To-do item: Render the listing below, from its first line through the line containing "box: [148, 113, 234, 187]" (both included), as a JSON list of strings with one string per line and no blank lines.

Data for processing:

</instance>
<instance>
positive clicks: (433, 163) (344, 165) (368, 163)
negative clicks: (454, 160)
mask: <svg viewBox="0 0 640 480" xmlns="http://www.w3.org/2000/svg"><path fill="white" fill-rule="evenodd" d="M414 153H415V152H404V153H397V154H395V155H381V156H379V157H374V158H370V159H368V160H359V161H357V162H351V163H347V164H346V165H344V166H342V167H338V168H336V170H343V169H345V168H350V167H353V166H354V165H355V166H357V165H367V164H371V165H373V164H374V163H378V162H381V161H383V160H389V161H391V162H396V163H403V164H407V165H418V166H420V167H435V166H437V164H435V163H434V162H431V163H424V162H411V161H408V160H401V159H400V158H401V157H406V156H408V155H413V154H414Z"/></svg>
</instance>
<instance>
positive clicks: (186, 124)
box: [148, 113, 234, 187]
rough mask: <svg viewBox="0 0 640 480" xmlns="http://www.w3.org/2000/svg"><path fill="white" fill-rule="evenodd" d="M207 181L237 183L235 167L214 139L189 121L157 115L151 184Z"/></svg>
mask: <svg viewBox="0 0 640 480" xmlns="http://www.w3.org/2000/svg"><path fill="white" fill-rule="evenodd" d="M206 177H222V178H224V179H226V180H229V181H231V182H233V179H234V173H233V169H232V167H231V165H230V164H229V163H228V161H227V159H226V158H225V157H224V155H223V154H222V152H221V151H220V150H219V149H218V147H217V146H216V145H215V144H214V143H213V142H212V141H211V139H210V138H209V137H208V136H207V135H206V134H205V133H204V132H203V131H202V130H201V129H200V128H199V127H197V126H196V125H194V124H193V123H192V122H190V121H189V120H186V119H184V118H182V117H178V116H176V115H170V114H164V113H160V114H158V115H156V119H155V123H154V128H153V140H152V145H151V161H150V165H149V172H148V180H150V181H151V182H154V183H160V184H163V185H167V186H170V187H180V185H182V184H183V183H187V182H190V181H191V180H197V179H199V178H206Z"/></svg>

Answer to this problem:
[
  "</instance>",
  "<instance>",
  "positive clicks: (433, 163) (344, 165) (368, 163)",
  "negative clicks: (454, 160)",
  "mask: <svg viewBox=\"0 0 640 480\" xmlns=\"http://www.w3.org/2000/svg\"><path fill=\"white\" fill-rule=\"evenodd\" d=\"M414 153H415V152H404V153H397V154H395V155H381V156H379V157H374V158H370V159H368V160H359V161H357V162H351V163H347V164H346V165H344V166H342V167H338V168H336V170H343V169H345V168H350V167H353V166H354V165H355V166H357V165H367V164H371V165H373V164H374V163H378V162H381V161H383V160H389V161H391V162H396V163H403V164H407V165H418V166H420V167H435V166H437V164H435V163H434V162H431V163H424V162H411V161H408V160H401V159H400V158H401V157H406V156H408V155H413V154H414Z\"/></svg>",
  "</instance>",
  "<instance>",
  "positive clicks: (186, 124)",
  "box: [148, 113, 234, 187]"
]